#### Exercise objective
Below is a set of records. Repeat all of them exactly.

# Start of Dataset extract

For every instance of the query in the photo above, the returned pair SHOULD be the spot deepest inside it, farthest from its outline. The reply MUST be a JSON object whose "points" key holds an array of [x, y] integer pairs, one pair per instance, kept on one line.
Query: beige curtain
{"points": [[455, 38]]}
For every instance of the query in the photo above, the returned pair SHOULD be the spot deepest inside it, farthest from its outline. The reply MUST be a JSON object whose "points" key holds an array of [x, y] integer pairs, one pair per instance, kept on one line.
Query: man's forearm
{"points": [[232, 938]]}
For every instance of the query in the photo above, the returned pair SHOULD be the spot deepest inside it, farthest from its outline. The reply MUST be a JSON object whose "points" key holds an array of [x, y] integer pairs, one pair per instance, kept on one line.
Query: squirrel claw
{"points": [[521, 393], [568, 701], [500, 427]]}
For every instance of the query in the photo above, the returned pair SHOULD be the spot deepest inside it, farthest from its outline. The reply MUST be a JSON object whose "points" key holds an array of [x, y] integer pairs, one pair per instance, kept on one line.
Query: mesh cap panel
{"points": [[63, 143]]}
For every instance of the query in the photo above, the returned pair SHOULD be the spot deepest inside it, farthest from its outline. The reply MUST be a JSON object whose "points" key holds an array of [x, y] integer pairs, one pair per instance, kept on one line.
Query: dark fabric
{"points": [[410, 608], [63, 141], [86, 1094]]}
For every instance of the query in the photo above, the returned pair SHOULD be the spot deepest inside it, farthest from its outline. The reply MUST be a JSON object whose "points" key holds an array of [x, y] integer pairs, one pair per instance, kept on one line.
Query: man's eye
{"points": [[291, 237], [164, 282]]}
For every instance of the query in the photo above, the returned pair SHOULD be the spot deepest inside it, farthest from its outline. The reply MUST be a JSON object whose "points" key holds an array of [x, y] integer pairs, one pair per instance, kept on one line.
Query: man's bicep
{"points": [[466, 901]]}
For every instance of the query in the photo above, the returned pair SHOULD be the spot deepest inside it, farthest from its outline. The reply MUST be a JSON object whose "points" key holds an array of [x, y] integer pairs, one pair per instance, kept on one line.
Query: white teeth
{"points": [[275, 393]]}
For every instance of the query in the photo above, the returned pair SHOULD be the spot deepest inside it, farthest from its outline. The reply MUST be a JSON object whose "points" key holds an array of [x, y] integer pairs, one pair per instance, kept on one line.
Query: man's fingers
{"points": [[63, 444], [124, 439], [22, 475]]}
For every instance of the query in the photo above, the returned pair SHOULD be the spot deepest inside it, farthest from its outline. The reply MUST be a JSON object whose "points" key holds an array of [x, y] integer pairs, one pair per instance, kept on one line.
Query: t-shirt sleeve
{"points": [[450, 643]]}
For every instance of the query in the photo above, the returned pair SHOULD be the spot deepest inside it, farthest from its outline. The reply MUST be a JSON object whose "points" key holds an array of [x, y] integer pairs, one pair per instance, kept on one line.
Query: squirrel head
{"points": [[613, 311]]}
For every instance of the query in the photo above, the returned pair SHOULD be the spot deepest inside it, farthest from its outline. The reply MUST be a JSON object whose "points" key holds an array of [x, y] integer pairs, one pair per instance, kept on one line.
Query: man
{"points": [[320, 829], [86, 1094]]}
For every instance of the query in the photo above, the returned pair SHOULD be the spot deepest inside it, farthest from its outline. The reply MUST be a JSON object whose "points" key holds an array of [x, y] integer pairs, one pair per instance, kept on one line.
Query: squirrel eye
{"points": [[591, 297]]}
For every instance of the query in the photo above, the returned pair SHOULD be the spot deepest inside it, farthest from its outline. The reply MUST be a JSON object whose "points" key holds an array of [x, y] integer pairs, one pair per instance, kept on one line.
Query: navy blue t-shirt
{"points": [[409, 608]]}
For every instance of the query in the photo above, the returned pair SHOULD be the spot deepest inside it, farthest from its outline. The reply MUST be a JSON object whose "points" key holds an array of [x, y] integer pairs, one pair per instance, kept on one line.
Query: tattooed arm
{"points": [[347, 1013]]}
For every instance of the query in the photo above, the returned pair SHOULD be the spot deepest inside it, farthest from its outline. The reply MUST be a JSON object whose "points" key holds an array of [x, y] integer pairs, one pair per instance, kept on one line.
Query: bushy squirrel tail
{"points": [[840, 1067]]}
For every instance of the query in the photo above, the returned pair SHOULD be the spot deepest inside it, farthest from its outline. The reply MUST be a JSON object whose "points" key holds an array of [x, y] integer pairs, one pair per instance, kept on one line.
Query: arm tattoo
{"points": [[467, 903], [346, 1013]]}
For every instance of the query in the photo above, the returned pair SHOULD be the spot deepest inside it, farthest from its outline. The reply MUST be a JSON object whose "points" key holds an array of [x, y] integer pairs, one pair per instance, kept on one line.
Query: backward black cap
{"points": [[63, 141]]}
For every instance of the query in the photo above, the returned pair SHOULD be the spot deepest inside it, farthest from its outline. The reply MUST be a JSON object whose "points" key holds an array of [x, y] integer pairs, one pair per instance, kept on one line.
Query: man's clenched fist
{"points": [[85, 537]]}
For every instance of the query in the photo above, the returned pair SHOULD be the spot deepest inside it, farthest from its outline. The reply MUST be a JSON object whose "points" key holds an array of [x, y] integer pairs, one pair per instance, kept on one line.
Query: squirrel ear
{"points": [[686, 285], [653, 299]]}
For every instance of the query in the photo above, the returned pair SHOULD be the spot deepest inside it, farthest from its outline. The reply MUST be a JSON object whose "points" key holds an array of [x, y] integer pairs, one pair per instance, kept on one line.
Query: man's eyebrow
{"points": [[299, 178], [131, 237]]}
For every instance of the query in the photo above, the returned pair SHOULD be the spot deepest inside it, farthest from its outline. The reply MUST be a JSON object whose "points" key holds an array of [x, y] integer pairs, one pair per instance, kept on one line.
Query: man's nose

# End of Dataset extract

#### Written solution
For every instance of the query in the photo above, the returned pair SHOULD be the spot deepest inside it, farthest from its outline. The reply MUST be a JSON object whose "points" key holds an array of [x, y] integer pairs, one pair per instance, kept on one line.
Query: beige curtain
{"points": [[455, 38]]}
For every instance of the query in the photo above, the returned pair SHOULD be the spot deepest inside it, farthest from its outline. The reply MUST be a JSON object whose "points" key holds an array of [x, y] integer pairs, one pair per instance, kept on one line.
Query: man's forearm
{"points": [[232, 938]]}
For every instance of the query in the photo above, the returned pair SHOULD be the spot deepest inside it, farthest from its outline. The reply MUST be a JSON object whose "points" key holds an array of [x, y] integer pairs, one pair per instance, kept on one line.
Query: squirrel claw
{"points": [[521, 393], [568, 701], [500, 427]]}
For every instance of the query in the photo above, the returned pair SHOULD be the spot deepest inside it, farthest from its outline. The reply MUST be a JSON object whose "points" key holds an array of [x, y] integer pairs, one pair per instance, kept on one line.
Query: mesh cap panel
{"points": [[63, 143]]}
For every instance of the query in the photo above, the returned pair SHOULD be the spot deepest inside it, farthest from its outline. The reply MUST be a JSON object whose "points" key holds an array of [x, y] integer pairs, one pair per instance, kept on one line.
Query: dark fabric
{"points": [[410, 608], [63, 141], [86, 1094]]}
For every instance of the query in the photo above, the returned pair SHOULD be the spot deepest inside it, farthest from its outline. The reply MUST be a JSON object whose "points" key holds an array of [x, y] integer pairs, one pair per instance, kept on one line.
Query: man's eye
{"points": [[291, 237], [164, 282]]}
For every instance of the query in the photo above, the returned pair SHOULD be the spot deepest inside it, farthest from its outline. The reply MUST be a JSON object whose "points" key holds an array of [x, y] integer pairs, one pair per instance, kept on one line.
Query: man's bicep
{"points": [[466, 901]]}
For every instance of the query in the photo above, the returned pair SHOULD be the spot deepest inside it, farthest from its outline. The reply MUST be a JSON object whose "points" key holds an array of [x, y] integer pairs, one pair per instance, kept on one line.
Query: white teeth
{"points": [[275, 393]]}
For every instance of the query in the photo above, the returned pair SHOULD be the spot deepest inside it, farthest from its outline. The reply MUST be a JSON object whose "points" key holds an array of [x, y] integer pairs, one pair per instance, kept on one line.
Query: man's fingers
{"points": [[63, 444], [124, 439], [22, 475]]}
For every instance of the query in the photo above, the returned pair SHOULD be the spot deepest inside it, farthest from its outline. The reply MUST be a JSON object whose "points" key holds an array of [x, y] integer pairs, one pair per instance, kept on one line.
Query: t-shirt sleeve
{"points": [[450, 643]]}
For every instance of the query in the photo above, the returned pair SHOULD be the spot deepest inside it, farthest from its outline. The reply MUST be a JSON object whose "points" key holds an array of [x, y] integer pairs, one pair per instance, kept on one line.
Query: squirrel head
{"points": [[613, 311]]}
For every instance of the query in the photo above, the returned pair SHOULD be the spot deepest inside it, farthest from its outline. The reply MUST be a JSON object whose "points" key holds an array of [x, y] integer pairs, one pair per instance, kept on one line.
Query: man
{"points": [[320, 829], [86, 1094]]}
For every instance of the query in the photo above, the returned pair SHOULD be the spot deepest inside it, farthest from its outline. The reply MUST be a JSON object whose "points" key holds an array of [x, y] integer pairs, one pair per instance, kept on one line.
Query: squirrel eye
{"points": [[591, 297]]}
For every instance of the query in the photo above, the returned pair SHOULD be the spot deepest inside it, farthest from its outline. The reply MUST be a JSON object whose "points" key holds an array of [x, y] integer pairs, one pair per instance, kept on one line.
Query: navy blue t-shirt
{"points": [[409, 608]]}
For every instance of the query in the photo above, the returned pair SHOULD be the spot deepest inside it, farthest from its outline. The reply MUST be a JSON object whose "points" key holds an array of [x, y] integer pairs, one pair per instance, kept on one line.
Query: tattooed arm
{"points": [[347, 1013]]}
For every instance of the query in the photo above, the returned pair SHOULD be the spot deepest inside it, farthest from its outline. The reply MUST be a JSON object whose "points" key holds an array of [x, y] integer pairs, one pair per instance, kept on one line.
Query: bushy squirrel tail
{"points": [[840, 1067]]}
For every instance of the query in the photo above, the returned pair SHOULD be the spot deepest inside it, farthest from its outline. The reply MUST be a JSON object whose "points" key holds an array of [x, y] integer pairs, one pair per instance, kept on one line.
Query: arm tattoo
{"points": [[467, 903], [346, 1013]]}
For every instance of the query in the photo above, the returned pair SHOULD be the spot deepest inside it, farthest from its outline. The reply MUST be a JSON object whose "points" key holds an array of [x, y] integer pairs, one pair per instance, kept on one line.
Query: backward black cap
{"points": [[63, 141]]}
For every instance of the query in the photo above, the returned pair SHOULD be the spot deepest inside it, farthest from its outline. The reply MUST be a JSON object whose "points" key holds an array of [x, y] integer pairs, one pair per instance, kept on one line.
Query: man's clenched fist
{"points": [[85, 537]]}
For every instance of the query in the photo above, the returned pair SHOULD be the spot deepest inside it, farthest from its outline. The reply MUST be a JSON object whose "points" key holds an array of [x, y] integer pairs, one pair per instance, kept on one line.
Query: squirrel ear
{"points": [[686, 285], [653, 299]]}
For every instance of the query in the photo above, the returned pair SHOULD be the spot deepest inside it, farthest from its outline. The reply MUST be a JSON object whose "points" key holds an array of [x, y] integer pairs, one pair per instance, kept on one line.
Query: man's eyebrow
{"points": [[299, 178], [131, 237]]}
For every instance of the query in the photo above, the returned pair SHOULD be the spot deepest inside it, farthest from its outline. The reply MUST be a JSON object whose "points" key holds an array of [x, y] integer pairs, one pair per instance, kept on one line.
Query: man's nose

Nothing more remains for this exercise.